Tudo começou quando o jornalista italiano Tommaso De Benedetti enviou a foto, capturada do YouTube, para três agências de notícias, que não divulgaram nada. Estranhamente, a imagem acabou aparecendo no jornal El País, cujos editores, sem nenhum tipo de checagem, publicaram.
De Benedetti alega que ao divulgar a falsa foto de Chávez queria apenas testar o jornalismo que vem sendo exercido atualmente. Será? Então, por que ao enviar a imagem se fez passar pelo Ministro venezuelano da Cultura, Pedro Calzadilla?
O jornalista italiano não é confiável. Tem antecedentes negativos como autor dos rumores sobre a morte do líder da Revolução cubana Fidel Castro, do escritor colombiano Gabriel García Márquez e se apresentou no Facebook e Twitter como personagens famosos, entre os quais Mário Vargas Llosa, Umberto Eco e até o Papa Bento XVI.
Na verdade, não é de hoje que a mídia de mercado tem publicado falsas informações sobre a saúde do presidente venezuelano. Aqui neste espaço já se comentou o desejo de algumas publicações em ver Chávez morto. A Rede Globo que o diga, bem como colunistas vinculados ao famigerado Instituto Millenium, já conhecidos e cujos nomes nem vale a pena citar.
O El País pediu desculpas aos seus leitores e teve de admitir publicamente o erro grosseiro. Se não o fizesse perderia de vez a credibilidade até mesmo entre os leitores que o consideram o melhor dos melhores.
Mas o governo venezuelano entendeu que não bastam as desculpas e decidiu entrar com uma ação judicial contra o jornal espanhol, conforme anunciou o Ministro da Comunicação e Informação, Ernesto Villegas.
Há muitos mitos sobre os meios de comunicação pelo mundo a fora. O El País, por exemplo, é citado por outros jornais, como “o consagrado jornal espanhol”. A BBC de Londres é considerada pelos acadêmicos de plantão como o exemplo de mídia pública a ser seguido. Mas nem todos pensam assim.
Dias desses, ativistas sociais fizeram manifestação em frente a sede da emissora britânica denunciando a parcialidade na cobertura dos acontecimentos no Oriente Médio. Os palestinos, segundo os manifestantes, são tratados de forma discriminada.

◆ ◆ ◆

[O que fazer]: Pode transcrever, sem nenhuma alteração, a parte do texto sobre a foto falsa de Chávez que começa em "O El País pediu" e termina em "todos pensam assim."? Os registros não entram nesta atividade.

[Registros]:
◆ ◆ ◆

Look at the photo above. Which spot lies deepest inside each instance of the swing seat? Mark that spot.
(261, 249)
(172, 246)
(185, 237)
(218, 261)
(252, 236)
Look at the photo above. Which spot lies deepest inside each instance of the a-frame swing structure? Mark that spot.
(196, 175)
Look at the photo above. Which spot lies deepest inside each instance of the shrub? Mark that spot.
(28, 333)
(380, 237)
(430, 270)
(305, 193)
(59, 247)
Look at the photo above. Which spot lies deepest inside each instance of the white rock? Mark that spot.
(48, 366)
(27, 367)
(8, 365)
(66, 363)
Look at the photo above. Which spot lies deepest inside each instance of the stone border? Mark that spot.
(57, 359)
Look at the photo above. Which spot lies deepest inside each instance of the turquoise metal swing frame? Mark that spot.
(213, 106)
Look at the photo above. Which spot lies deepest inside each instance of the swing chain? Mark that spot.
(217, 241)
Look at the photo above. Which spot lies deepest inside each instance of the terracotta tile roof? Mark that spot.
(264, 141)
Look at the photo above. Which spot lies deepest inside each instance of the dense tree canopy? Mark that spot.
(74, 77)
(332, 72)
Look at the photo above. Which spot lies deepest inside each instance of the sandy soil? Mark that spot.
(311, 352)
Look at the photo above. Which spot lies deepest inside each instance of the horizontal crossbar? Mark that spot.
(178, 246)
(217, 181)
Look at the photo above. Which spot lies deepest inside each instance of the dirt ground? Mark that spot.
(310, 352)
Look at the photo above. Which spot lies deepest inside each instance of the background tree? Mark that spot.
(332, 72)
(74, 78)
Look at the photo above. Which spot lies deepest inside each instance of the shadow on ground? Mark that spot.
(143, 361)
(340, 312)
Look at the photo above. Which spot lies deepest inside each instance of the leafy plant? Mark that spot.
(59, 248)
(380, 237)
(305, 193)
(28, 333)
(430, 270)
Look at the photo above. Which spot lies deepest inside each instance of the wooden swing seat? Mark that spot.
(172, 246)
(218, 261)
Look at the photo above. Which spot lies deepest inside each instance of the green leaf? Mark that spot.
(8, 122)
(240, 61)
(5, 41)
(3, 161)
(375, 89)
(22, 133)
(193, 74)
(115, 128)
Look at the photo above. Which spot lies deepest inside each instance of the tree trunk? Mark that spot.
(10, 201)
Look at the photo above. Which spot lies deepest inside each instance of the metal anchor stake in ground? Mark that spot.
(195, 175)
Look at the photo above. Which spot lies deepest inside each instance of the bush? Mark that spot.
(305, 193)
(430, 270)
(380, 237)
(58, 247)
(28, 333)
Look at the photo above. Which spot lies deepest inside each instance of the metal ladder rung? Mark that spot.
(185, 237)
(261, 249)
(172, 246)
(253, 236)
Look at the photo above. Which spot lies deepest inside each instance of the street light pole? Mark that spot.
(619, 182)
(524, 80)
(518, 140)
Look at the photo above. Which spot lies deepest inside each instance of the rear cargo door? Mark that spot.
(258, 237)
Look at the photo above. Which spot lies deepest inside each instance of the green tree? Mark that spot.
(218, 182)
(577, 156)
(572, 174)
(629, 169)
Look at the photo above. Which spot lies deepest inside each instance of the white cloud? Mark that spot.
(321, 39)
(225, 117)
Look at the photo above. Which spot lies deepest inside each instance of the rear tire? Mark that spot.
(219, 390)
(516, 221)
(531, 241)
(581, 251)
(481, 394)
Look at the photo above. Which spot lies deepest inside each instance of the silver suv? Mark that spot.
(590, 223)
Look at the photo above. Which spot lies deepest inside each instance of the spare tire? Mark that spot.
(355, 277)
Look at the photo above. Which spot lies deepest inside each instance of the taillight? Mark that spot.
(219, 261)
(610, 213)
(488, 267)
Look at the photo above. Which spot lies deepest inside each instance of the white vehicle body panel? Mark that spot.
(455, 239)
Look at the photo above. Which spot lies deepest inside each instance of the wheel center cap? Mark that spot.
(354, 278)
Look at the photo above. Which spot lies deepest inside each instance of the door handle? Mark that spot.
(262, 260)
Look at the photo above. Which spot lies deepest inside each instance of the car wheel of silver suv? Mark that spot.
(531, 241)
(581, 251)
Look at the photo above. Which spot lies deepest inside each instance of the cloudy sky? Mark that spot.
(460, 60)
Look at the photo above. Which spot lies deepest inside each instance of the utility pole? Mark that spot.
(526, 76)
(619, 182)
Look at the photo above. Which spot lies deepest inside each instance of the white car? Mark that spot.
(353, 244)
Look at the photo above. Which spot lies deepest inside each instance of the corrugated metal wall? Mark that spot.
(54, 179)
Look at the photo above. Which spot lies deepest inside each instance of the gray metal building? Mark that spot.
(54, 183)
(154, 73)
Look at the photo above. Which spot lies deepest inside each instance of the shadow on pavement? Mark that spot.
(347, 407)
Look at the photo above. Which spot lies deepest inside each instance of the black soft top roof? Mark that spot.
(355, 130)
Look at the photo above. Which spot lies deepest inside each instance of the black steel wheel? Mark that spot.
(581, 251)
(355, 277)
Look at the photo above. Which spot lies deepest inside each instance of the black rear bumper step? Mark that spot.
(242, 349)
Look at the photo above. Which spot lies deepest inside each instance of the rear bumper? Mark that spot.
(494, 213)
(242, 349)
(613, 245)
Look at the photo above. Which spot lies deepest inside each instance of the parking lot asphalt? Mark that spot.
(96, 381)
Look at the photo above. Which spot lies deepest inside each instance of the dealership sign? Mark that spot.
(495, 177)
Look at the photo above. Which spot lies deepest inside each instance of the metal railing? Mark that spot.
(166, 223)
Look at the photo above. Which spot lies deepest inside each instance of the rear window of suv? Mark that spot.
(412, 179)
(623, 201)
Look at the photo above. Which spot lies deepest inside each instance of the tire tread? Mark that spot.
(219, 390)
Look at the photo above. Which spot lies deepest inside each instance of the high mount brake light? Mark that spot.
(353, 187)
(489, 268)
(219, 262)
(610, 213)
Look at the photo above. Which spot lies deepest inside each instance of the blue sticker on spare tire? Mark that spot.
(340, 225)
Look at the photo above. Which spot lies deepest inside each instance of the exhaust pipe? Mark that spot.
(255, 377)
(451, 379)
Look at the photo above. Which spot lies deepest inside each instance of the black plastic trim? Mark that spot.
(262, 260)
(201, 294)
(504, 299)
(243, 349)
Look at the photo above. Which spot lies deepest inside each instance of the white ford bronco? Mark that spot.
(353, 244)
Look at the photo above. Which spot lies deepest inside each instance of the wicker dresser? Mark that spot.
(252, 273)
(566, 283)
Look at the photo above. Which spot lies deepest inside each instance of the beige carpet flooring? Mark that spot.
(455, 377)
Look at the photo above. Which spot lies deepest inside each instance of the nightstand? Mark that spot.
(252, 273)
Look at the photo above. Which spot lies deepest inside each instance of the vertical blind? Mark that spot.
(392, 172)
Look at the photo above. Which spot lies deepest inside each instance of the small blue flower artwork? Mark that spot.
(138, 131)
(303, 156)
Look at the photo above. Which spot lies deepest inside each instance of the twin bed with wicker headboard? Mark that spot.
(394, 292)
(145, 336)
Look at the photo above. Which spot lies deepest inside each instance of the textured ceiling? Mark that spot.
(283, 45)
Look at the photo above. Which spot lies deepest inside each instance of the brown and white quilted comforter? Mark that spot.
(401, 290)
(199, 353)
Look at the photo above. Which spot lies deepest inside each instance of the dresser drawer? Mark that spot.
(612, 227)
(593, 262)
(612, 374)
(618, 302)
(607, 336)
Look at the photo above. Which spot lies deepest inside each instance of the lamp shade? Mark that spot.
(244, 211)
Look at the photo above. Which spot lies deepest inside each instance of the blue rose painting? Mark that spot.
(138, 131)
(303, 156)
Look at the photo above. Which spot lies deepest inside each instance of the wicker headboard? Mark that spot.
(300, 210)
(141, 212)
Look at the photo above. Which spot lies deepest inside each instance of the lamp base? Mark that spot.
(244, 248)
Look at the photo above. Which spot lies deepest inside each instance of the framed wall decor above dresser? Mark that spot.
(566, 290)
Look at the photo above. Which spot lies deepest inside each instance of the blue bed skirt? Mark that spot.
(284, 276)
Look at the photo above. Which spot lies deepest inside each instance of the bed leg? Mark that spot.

◆ ◆ ◆

[Resposta escrita]:
O El País pediu desculpas aos seus leitores e teve de admitir publicamente o erro grosseiro. Se não o fizesse perderia de vez a credibilidade até mesmo entre os leitores que o consideram o melhor dos melhores.
Mas o governo venezuelano entendeu que não bastam as desculpas e decidiu entrar com uma ação judicial contra o jornal espanhol, conforme anunciou o Ministro da Comunicação e Informação, Ernesto Villegas.
Há muitos mitos sobre os meios de comunicação pelo mundo a fora. O El País, por exemplo, é citado por outros jornais, como “o consagrado jornal espanhol”. A BBC de Londres é considerada pelos acadêmicos de plantão como o exemplo de mídia pública a ser seguido. Mas nem todos pensam assim.